Aim of the exercise - Could you repeat, word for word, everything from "Canadians Not Too" down to "best friend’s nastiness." in the article below on how Canadians reacted to Trump's attacks on Trudeau?
++++ Text to read
Canadians Not Too Happy About Trump’s Attacks On Trudeau

Not surprisingly, Canadians aren't very happy about President Trump's attacks on Prime Minister Justin Trudeau.

Needless to say, President Trump’s attacks on Canadian Prime Minister Justin Trudeau are not going over well in Canada, with Canadian citizens and politicians across party lines uniting normally adverse political parties:

MONTREAL — Canadians have had enough.

It takes a lot to rile people in this decidedly courteous nation. But after President Trump’s parting shots against Prime Minister Justin Trudeau on the day he left the Group of 7 summit meeting in Quebec, the country reacted with uncharacteristic outrage and defiance at a best friend’s nastiness.

“It was extremely undiplomatic and antagonistic,” Frank McKenna, a former Canadian ambassador to the United States, wrote in an email. “It was disrespectful and ill informed.”

“All Canadians will support the prime minister in standing up to this bully,” he added. “Friends do not treat friends with such contempt.”
++++++++
++++ Dataset excerpt
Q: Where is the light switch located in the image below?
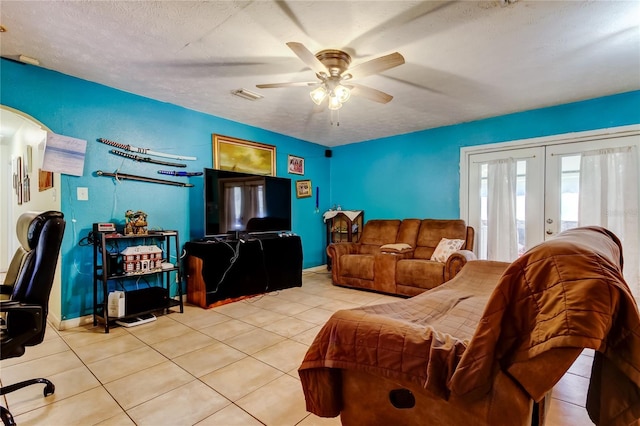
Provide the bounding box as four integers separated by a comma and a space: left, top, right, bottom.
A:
77, 187, 89, 201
++++++++
Task response -
Canadians Not Too Happy About Trump’s Attacks On Trudeau

Not surprisingly, Canadians aren't very happy about President Trump's attacks on Prime Minister Justin Trudeau.

Needless to say, President Trump’s attacks on Canadian Prime Minister Justin Trudeau are not going over well in Canada, with Canadian citizens and politicians across party lines uniting normally adverse political parties:

MONTREAL — Canadians have had enough.

It takes a lot to rile people in this decidedly courteous nation. But after President Trump’s parting shots against Prime Minister Justin Trudeau on the day he left the Group of 7 summit meeting in Quebec, the country reacted with uncharacteristic outrage and defiance at a best friend’s nastiness.